**Challenge:** Pick out each line in the data below that contains the string "garden", and copy those lines out.

── Records shown

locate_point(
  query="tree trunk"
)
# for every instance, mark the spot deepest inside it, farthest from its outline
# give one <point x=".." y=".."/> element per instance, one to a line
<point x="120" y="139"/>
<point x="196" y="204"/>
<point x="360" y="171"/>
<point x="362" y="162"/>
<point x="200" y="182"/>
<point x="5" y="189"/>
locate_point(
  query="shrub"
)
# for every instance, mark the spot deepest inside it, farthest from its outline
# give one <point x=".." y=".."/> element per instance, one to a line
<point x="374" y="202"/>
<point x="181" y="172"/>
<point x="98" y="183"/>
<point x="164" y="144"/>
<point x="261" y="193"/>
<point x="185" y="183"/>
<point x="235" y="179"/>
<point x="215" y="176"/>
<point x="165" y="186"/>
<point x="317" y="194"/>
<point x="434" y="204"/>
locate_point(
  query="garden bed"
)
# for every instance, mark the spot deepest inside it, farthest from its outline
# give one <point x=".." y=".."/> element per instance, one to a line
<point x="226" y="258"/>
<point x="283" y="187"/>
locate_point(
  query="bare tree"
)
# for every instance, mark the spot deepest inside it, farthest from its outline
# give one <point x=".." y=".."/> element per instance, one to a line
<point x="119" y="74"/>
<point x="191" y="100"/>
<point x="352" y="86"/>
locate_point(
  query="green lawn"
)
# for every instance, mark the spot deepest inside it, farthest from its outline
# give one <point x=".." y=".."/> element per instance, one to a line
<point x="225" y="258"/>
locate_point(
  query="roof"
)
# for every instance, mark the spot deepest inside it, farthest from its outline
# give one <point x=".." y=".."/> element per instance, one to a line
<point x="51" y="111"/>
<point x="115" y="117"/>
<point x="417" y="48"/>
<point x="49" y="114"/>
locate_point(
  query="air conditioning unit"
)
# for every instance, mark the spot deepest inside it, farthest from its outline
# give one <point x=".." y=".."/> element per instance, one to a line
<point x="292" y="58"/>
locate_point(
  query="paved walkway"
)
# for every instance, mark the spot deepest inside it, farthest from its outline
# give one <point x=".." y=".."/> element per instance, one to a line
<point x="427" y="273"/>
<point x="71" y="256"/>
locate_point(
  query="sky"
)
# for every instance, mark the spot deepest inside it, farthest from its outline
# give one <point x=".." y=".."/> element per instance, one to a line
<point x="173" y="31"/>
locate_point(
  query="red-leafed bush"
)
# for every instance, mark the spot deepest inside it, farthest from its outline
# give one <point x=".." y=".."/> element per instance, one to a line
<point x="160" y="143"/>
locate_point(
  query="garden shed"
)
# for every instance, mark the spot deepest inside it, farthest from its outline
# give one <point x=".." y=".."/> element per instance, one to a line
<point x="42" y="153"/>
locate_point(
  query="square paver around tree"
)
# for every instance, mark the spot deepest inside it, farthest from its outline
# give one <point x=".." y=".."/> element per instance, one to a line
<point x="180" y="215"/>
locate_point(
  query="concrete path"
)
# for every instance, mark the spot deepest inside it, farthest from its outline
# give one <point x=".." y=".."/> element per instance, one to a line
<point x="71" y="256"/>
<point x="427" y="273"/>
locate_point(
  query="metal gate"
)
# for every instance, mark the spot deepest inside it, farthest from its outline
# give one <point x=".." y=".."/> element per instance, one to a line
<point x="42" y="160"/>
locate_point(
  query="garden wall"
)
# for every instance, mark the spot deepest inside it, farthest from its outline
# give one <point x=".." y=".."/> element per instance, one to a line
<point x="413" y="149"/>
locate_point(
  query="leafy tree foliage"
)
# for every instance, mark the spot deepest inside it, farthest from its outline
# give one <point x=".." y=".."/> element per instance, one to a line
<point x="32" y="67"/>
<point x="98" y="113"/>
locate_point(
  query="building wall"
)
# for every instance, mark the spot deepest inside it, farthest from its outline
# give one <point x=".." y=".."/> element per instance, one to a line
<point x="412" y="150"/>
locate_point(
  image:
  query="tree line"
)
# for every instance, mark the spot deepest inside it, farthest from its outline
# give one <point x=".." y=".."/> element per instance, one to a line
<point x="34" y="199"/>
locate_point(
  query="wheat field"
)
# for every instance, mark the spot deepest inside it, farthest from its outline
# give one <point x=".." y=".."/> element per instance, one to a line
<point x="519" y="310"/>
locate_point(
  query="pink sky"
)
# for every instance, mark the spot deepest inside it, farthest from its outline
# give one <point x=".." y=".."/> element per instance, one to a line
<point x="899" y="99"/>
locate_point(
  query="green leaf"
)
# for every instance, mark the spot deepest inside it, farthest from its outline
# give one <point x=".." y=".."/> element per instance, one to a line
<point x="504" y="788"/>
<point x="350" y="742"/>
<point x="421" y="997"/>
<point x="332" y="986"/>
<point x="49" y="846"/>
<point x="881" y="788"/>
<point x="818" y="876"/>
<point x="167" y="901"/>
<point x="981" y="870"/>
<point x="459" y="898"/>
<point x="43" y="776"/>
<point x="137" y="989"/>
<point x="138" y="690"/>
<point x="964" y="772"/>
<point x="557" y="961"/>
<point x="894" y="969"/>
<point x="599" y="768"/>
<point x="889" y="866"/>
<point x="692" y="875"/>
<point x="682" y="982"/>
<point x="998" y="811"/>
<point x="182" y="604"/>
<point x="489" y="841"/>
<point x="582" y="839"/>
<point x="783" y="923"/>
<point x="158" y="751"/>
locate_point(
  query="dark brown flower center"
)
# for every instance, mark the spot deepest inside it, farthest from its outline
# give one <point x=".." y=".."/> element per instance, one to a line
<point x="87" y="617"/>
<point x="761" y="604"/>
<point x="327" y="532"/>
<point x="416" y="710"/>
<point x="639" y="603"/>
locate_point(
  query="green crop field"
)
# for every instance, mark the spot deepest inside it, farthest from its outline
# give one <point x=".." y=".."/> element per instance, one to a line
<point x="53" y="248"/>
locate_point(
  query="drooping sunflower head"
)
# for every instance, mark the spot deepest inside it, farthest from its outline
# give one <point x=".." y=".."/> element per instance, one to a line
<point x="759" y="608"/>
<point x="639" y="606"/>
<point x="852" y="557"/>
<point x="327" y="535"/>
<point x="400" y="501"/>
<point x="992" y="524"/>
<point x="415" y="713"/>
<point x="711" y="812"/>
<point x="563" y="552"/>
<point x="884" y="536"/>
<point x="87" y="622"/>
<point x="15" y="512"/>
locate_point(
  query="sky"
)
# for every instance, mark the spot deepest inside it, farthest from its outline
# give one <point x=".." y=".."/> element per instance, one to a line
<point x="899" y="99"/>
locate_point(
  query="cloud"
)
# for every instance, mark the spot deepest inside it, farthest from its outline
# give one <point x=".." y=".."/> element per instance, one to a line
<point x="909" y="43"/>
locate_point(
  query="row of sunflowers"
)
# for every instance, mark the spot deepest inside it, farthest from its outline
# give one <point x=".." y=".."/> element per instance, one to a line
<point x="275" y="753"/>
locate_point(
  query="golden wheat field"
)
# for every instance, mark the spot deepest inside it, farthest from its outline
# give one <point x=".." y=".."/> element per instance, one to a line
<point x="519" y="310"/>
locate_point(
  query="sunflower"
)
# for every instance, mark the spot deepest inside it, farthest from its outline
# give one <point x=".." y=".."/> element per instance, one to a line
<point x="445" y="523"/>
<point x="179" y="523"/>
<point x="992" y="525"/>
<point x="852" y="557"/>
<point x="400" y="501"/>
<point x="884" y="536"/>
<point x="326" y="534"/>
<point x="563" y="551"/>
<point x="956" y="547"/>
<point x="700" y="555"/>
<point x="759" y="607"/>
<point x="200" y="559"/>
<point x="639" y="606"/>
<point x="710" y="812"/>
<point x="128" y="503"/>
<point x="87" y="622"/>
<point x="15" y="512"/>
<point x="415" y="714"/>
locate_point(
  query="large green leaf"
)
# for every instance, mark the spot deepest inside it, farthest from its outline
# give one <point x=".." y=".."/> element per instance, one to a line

────

**Correct output:**
  query="garden bed"
  query="garden shed"
  query="garden wall"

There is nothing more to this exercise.